=== Exercise data ===
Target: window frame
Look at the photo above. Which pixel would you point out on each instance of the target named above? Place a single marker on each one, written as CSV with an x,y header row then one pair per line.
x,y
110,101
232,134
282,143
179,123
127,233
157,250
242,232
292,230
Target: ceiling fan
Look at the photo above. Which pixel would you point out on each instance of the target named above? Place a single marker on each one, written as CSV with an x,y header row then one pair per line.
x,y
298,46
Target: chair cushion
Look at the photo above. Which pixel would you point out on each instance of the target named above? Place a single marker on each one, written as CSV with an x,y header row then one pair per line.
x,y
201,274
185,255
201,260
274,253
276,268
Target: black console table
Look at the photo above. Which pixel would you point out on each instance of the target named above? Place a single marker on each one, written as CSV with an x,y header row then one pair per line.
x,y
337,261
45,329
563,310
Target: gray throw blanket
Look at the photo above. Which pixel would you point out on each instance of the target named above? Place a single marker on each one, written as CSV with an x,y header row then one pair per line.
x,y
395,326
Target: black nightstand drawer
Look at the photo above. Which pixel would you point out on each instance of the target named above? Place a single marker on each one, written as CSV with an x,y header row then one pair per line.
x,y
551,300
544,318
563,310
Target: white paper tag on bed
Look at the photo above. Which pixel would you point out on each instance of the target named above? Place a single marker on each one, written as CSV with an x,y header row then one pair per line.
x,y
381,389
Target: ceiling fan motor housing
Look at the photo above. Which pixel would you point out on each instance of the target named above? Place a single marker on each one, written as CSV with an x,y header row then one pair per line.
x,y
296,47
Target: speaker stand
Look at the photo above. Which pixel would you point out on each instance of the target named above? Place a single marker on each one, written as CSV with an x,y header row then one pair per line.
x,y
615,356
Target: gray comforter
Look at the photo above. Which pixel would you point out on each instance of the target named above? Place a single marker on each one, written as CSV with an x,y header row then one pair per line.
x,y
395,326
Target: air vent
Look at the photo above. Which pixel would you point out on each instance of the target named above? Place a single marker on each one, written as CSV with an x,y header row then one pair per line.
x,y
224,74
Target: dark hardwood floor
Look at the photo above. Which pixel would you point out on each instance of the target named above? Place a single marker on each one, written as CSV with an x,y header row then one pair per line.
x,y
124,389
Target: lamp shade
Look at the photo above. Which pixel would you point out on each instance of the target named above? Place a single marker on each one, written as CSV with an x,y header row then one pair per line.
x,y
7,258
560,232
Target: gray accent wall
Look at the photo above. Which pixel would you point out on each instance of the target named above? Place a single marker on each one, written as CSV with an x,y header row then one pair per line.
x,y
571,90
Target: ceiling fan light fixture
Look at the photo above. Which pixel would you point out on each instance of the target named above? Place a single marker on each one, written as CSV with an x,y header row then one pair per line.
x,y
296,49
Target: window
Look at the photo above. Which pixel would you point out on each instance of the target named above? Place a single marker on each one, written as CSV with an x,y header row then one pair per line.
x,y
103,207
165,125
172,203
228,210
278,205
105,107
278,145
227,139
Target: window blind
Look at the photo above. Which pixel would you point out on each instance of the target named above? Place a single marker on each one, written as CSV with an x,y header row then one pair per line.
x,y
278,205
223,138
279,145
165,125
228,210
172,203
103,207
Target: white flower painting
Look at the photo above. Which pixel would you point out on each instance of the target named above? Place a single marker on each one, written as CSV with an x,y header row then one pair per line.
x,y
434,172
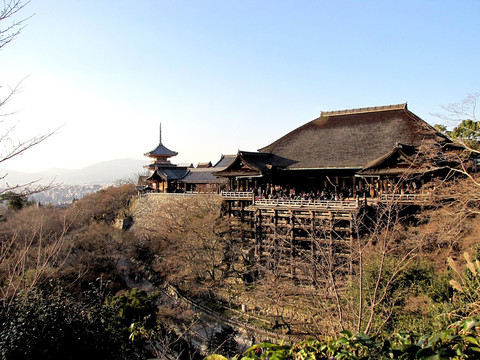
===
Task prompt = With the pictures left out, write out all of the data exactly.

Exercise solution =
Target: window frame
Look at the photo above. Which pixel would you point out on each instance of the target named above? Place a single marker on each one, written as CSV with an x,y header row then one pair per line.
x,y
110,101
232,134
282,143
179,123
127,233
157,250
242,232
292,230
Target: ceiling fan
Look at the photo above. Which pixel would you point out on each instance of the target named above? Place a single marker on each one, written as CSV with an x,y header row then one pair per line.
x,y
298,46
Target: chair cushion
Look at the photo above. Which pixel would you point out on each instance of the target named above? Place a single marker on each one, written as CSV with an x,y header row then one pair per line.
x,y
201,274
185,255
201,260
274,253
276,268
Target: black console table
Look at the photo above. Which pixel would you point out on each instance of the target named above? Place a single marker on each one, written as CSV with an x,y header row then one pair per line.
x,y
337,261
45,329
563,310
Target: gray throw blanket
Look at the photo above. Which pixel would you point out on each instance of the target named above? Place a single marker on each one, written as CSV with an x,y header row then one pair per line.
x,y
395,326
Target: black nightstand drawer
Look at the photo above. Which pixel would you point out on each instance of the target named above? Place a single marker on each one, written as CSV with an x,y header row then one pair per line.
x,y
551,300
544,318
563,310
Target: white paper tag on bed
Look at the photo above. Which pixel would you point out on each instance of the target named above? Place a single marker on each one, written as CSV with an x,y header row then one pair per line.
x,y
381,389
Target: ceiling fan motor housing
Look at the photo above. Which pixel would you point out on each instance of the target named above? Place a single marker on each one, written as CSV with an x,y header row then one pair per line.
x,y
296,47
Target: speaker stand
Look at the photo above. Which pixel would you point out on each instance of the target named above? Place a single marker on each one, written as CSV with an x,y header row then one pair per line.
x,y
615,356
Target: gray comforter
Look at the photo above. Which pixel would you point out on each instance of the target named above? Place a single marker on each one, written as CSV with an x,y header row then one pair per line.
x,y
395,326
Target: air vent
Look at the photo above. Which pixel would you point out on each instance of the target named above? Place a single marker on each one, written as CSV with an x,y header row then one pair per line.
x,y
224,74
Target: dark hardwood floor
Look at the photo above. Which pixel would you point out on each instance of the target named above? Place a single marker on each one, written as CSV with an x,y header row then one pair per line.
x,y
124,389
Target: lamp shade
Look at the photo above. Which pixel would you point out on each instance of the target named above? Place a single marker on each one, written as CSV with an x,y header row then one pair per line.
x,y
7,258
560,232
Target: gray accent wall
Look at the photo above. Which pixel would you point out on each instance of the target named above? Place a single marker on each one, written as CSV with an x,y header row then one pair per line.
x,y
571,90
Target: ceiling fan light fixture
Look at the photo above. Which pixel would you point out on each instance of the target named above? Place a single marker on each one, written as CSV with an x,y header row then one pair per line.
x,y
296,49
Target: window
Look at the photo above. Which pixel would you point out on each instance of the target named above? Place a single marker on each one, written as CSV with an x,y header row then one pair per line.
x,y
103,207
165,125
172,203
228,210
278,205
105,107
278,145
227,139
Target: window blind
Look at the photo above. Which pixel would you point out on each instance of the target named above? Place a single marker on each one, written as CSV with an x,y header row then one pair per line.
x,y
278,205
223,138
279,145
165,125
228,210
172,203
103,207
Target: white flower painting
Look at the photo above. Which pixel would you point out on each instance of the target named above? Place a single marker on each one, written as CSV with an x,y header row then one pair per line.
x,y
434,172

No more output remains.